▶ [练习材料]
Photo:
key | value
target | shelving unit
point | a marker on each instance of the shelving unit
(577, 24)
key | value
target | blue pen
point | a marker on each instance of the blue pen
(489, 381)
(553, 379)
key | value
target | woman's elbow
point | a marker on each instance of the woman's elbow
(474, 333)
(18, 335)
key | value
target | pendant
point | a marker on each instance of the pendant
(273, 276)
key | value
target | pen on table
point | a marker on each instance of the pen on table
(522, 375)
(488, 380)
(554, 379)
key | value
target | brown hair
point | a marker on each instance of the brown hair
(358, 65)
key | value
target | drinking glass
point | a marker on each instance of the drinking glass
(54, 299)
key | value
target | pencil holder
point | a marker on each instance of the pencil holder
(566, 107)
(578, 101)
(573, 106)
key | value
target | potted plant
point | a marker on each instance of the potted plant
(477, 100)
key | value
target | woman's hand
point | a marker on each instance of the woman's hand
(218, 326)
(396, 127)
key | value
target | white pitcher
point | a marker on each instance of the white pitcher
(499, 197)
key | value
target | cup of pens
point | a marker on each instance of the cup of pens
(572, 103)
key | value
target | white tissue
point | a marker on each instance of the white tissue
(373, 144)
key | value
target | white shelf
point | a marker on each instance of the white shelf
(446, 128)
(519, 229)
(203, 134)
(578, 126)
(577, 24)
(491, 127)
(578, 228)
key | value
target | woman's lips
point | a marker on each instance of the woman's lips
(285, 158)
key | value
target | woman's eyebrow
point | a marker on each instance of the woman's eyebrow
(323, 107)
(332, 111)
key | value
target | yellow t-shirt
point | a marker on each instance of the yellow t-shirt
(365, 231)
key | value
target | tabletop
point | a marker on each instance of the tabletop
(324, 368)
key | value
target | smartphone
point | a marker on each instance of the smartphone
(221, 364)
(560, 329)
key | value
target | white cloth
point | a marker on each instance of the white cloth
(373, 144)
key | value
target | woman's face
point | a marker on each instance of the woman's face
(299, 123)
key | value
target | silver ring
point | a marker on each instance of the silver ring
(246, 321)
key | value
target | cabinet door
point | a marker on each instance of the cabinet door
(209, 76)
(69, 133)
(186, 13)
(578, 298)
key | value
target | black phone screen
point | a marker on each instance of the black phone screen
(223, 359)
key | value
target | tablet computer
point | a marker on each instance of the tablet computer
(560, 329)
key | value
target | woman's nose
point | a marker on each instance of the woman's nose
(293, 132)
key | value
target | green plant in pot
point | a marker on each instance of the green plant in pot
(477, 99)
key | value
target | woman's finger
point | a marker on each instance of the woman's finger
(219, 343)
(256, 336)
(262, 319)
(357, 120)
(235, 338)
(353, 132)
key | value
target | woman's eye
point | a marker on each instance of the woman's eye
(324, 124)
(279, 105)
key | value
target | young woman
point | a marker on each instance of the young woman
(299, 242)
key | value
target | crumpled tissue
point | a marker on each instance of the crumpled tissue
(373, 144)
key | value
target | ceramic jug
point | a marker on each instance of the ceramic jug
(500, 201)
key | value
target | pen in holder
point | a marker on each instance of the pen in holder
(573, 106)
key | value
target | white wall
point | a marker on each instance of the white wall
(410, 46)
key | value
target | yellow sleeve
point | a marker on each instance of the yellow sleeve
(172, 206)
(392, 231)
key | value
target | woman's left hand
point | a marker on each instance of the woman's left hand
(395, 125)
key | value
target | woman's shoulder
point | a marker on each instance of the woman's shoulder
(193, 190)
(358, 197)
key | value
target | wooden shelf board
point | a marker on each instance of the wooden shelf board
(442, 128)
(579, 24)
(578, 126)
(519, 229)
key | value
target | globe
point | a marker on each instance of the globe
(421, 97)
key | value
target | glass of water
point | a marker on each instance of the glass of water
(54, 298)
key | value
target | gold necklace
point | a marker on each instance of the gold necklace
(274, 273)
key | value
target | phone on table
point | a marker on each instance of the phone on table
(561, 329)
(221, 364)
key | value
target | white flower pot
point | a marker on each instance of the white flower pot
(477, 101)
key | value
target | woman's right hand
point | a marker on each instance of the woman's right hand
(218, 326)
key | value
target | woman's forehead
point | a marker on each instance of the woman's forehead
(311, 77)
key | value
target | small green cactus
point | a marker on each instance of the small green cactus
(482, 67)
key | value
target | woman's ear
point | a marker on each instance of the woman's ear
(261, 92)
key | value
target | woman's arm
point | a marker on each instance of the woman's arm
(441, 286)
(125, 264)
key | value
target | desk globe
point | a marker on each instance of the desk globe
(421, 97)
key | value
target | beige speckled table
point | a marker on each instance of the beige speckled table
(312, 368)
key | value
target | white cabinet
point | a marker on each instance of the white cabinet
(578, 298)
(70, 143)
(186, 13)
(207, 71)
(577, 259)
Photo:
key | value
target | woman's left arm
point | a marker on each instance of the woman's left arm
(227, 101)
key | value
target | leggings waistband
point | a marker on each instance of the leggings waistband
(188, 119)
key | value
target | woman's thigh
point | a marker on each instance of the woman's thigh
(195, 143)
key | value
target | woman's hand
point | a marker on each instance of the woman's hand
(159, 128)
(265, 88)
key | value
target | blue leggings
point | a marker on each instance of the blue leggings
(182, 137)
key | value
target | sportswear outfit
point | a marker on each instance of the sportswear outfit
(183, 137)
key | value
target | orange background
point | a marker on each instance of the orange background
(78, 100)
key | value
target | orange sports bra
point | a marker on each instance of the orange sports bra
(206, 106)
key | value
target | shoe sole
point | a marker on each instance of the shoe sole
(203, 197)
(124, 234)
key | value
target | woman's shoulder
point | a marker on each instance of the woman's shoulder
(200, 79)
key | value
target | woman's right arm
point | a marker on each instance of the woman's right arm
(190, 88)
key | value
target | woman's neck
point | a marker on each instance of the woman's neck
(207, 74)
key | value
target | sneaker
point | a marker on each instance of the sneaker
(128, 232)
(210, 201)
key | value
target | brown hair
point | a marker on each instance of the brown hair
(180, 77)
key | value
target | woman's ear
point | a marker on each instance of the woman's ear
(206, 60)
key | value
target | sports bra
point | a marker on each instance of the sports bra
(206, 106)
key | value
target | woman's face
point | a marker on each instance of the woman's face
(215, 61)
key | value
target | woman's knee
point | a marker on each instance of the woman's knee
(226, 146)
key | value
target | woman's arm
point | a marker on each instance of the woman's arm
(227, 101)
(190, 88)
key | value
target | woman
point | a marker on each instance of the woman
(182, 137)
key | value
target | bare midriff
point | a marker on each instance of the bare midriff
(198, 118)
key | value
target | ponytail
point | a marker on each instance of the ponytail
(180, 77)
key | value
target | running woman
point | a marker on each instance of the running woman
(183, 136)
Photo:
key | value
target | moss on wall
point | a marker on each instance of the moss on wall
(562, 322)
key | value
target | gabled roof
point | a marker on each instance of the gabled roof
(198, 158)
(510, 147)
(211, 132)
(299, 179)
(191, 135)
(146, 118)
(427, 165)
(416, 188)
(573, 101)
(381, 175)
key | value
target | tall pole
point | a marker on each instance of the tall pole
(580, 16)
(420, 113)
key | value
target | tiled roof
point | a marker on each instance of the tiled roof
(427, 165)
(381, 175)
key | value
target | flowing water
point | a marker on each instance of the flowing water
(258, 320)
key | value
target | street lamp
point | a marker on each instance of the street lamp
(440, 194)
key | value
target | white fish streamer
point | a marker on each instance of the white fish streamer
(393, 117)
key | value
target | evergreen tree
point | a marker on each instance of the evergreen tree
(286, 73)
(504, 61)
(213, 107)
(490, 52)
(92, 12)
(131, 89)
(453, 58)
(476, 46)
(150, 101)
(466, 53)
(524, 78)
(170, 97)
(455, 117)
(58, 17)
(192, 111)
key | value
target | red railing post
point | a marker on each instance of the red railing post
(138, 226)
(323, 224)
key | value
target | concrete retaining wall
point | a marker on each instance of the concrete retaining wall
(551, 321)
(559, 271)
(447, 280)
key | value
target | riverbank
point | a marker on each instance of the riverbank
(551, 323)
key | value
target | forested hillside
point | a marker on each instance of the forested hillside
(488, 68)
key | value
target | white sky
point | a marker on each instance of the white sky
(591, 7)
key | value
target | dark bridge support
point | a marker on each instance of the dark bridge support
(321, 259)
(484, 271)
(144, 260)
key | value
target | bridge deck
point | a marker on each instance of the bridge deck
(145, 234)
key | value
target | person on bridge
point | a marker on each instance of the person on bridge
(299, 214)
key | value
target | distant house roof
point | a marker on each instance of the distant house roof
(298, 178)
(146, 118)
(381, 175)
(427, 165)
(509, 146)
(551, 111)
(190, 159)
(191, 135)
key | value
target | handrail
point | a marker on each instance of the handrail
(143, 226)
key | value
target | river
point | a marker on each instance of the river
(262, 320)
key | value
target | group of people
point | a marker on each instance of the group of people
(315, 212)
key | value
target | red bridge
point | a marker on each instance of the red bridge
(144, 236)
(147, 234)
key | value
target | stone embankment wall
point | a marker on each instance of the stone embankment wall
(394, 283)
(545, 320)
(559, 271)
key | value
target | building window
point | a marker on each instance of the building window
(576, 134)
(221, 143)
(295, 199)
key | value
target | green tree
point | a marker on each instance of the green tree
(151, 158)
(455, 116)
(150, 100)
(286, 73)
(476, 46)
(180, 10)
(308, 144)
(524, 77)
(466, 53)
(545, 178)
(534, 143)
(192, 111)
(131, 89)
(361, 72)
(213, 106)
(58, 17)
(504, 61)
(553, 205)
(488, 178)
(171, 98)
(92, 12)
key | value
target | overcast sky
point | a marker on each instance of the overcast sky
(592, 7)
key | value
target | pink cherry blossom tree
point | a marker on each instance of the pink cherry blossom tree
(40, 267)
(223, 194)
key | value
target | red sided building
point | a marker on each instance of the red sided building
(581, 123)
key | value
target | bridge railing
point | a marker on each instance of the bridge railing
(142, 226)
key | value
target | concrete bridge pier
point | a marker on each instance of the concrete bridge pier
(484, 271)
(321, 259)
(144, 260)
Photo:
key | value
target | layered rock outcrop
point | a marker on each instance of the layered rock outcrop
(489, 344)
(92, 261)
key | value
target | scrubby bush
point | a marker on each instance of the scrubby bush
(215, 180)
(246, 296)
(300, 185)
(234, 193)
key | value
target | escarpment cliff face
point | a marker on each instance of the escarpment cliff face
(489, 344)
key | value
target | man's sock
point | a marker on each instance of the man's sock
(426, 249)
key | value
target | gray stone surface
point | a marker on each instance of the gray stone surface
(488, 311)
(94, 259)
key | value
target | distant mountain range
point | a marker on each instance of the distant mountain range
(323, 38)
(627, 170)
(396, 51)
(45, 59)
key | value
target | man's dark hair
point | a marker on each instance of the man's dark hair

▶ [任务说明]
列出上面条目中所有含有字符串“yellow”的行，每行照抄。匹配时区分大小写。

▶ [书面回答]
target | yellow t-shirt
point | a marker on each instance of the yellow t-shirt
target | yellow sleeve
point | a marker on each instance of the yellow sleeve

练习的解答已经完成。